Could you copy everything from the line containing "Target: eyeglasses" down to the end of the material, swapping "tree-covered hill" for "wooded hill" and leaving all else as it stands?

═════ Exercise data ═════

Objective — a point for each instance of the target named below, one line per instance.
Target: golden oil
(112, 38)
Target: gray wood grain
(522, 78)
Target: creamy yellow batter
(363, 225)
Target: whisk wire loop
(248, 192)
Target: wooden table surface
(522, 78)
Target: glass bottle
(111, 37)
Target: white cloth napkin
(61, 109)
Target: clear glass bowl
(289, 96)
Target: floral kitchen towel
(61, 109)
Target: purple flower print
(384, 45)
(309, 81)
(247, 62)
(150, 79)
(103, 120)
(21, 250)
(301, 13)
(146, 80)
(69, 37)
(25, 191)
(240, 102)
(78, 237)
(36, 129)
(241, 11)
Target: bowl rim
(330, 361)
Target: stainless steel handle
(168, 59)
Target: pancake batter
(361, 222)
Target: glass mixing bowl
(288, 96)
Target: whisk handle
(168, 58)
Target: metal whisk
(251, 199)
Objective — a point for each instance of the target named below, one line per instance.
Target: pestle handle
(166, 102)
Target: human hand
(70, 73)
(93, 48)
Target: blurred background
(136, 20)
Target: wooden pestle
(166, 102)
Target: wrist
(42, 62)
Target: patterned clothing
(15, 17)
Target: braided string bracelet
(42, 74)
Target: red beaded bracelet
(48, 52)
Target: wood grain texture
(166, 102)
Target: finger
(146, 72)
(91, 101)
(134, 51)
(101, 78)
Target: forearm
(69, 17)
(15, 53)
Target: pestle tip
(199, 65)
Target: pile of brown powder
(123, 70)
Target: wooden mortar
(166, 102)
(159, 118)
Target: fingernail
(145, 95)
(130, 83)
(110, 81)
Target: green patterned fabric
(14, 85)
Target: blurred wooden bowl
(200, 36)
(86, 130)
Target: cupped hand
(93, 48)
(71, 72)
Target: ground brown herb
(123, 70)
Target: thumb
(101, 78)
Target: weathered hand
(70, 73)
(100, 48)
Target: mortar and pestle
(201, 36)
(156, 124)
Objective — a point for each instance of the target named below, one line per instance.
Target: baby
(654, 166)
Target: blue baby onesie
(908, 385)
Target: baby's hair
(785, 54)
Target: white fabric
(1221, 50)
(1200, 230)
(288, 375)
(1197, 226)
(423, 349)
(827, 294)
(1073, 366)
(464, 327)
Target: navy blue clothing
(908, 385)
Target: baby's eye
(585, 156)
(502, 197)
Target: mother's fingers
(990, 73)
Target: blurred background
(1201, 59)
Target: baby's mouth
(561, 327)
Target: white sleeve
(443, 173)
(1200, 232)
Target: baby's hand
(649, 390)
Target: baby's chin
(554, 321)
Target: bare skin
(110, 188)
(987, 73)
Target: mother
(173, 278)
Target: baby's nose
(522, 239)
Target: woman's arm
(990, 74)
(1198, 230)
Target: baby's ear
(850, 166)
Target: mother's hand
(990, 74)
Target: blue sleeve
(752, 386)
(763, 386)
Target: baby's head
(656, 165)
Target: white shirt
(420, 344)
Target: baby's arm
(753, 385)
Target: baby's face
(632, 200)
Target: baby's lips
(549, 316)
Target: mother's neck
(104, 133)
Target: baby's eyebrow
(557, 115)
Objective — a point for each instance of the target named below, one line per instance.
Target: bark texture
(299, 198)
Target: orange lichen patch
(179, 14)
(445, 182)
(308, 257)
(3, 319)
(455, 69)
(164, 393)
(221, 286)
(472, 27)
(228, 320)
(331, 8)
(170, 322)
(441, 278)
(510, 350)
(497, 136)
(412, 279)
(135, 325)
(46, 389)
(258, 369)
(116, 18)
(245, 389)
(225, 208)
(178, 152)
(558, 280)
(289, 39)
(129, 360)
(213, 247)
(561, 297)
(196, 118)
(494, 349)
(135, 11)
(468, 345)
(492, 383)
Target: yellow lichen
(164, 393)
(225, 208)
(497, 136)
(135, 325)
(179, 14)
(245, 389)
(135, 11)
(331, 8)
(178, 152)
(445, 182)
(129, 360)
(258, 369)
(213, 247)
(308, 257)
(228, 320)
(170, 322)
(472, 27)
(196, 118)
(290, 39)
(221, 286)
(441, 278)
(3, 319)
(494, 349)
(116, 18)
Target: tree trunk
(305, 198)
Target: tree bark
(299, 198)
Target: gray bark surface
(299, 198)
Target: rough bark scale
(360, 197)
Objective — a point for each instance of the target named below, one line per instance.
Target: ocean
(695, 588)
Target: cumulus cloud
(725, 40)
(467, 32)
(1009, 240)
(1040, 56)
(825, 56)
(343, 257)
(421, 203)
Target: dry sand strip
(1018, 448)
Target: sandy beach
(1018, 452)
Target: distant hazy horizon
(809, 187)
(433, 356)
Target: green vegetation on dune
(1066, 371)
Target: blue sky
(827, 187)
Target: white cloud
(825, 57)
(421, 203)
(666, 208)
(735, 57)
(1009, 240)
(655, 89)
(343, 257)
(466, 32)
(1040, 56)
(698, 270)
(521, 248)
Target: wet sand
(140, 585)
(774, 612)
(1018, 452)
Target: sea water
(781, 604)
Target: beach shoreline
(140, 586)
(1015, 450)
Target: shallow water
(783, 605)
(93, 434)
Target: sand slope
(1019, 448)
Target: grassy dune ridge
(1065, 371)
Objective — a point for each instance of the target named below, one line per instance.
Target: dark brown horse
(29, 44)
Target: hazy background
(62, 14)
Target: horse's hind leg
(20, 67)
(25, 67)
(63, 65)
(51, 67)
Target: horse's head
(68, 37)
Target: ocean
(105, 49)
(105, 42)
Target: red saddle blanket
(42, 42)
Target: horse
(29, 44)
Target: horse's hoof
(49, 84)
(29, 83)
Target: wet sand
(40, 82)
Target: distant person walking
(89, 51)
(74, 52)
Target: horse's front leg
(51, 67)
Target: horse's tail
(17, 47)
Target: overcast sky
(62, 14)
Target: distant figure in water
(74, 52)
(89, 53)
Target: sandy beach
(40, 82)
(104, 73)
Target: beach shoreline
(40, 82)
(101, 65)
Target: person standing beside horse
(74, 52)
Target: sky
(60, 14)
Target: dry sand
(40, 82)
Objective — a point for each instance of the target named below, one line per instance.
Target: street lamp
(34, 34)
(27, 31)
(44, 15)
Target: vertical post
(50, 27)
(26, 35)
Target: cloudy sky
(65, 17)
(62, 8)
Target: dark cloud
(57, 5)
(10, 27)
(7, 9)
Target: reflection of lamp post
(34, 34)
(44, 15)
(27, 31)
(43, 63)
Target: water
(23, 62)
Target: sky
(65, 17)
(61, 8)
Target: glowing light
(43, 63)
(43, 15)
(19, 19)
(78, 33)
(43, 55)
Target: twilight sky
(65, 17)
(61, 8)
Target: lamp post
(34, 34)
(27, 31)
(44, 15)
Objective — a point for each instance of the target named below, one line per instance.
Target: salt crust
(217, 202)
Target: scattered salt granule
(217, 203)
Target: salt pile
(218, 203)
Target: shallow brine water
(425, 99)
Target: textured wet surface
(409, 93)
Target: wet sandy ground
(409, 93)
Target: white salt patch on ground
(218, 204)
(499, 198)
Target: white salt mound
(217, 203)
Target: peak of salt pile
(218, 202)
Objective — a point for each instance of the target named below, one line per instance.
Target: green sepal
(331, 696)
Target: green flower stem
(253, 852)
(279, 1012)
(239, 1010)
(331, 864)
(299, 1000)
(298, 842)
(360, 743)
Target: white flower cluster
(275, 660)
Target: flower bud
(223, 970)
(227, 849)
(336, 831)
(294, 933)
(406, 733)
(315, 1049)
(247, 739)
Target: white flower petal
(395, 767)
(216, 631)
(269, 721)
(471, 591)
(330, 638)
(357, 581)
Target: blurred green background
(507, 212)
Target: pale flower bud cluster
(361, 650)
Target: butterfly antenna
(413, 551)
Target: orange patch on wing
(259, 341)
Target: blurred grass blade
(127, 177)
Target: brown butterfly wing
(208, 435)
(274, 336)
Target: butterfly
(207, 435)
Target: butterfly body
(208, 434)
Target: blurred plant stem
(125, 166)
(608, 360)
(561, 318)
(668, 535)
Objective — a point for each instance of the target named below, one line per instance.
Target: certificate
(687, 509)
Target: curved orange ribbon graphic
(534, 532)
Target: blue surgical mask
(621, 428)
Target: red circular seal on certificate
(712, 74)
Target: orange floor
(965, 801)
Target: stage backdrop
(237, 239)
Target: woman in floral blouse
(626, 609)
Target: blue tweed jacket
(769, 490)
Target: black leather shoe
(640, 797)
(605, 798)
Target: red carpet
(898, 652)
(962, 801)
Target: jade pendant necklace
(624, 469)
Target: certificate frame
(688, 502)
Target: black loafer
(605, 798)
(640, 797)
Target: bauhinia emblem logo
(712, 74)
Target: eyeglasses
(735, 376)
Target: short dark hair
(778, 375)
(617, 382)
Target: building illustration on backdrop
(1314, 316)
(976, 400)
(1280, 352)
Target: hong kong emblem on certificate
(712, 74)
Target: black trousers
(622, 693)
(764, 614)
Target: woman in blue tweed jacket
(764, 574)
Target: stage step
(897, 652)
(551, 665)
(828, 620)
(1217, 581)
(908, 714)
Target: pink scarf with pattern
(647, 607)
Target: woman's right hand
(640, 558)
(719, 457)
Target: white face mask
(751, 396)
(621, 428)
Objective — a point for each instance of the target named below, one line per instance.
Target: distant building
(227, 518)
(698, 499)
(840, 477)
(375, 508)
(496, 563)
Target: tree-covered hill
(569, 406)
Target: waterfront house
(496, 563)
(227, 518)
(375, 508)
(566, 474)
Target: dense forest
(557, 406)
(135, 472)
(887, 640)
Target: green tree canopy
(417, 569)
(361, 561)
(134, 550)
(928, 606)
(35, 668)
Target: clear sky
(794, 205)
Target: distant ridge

═════

### Exercise output
Target: eyeglasses
(735, 376)
Target: short dark hair
(778, 375)
(617, 382)
Target: building illustration on backdrop
(1314, 316)
(976, 400)
(1280, 352)
Target: hong kong emblem on certificate
(712, 74)
Target: black trousers
(622, 693)
(764, 614)
Target: woman in blue tweed jacket
(764, 574)
Target: stage step
(897, 652)
(551, 665)
(828, 620)
(1217, 581)
(908, 714)
Target: pink scarf with pattern
(647, 607)
Target: woman's right hand
(640, 558)
(719, 457)
Target: white face mask
(751, 396)
(621, 428)
Objective — a point for each instance of the target named below, one line per instance.
Target: distant building
(227, 518)
(698, 499)
(840, 477)
(375, 508)
(496, 563)
Target: wooded hill
(569, 406)
Target: waterfront house
(496, 563)
(227, 518)
(375, 508)
(566, 474)
Target: dense forest
(557, 406)
(135, 472)
(887, 640)
Target: green tree canopy
(417, 569)
(361, 561)
(134, 550)
(928, 606)
(35, 668)
Target: clear sky
(794, 205)
Target: distant ridge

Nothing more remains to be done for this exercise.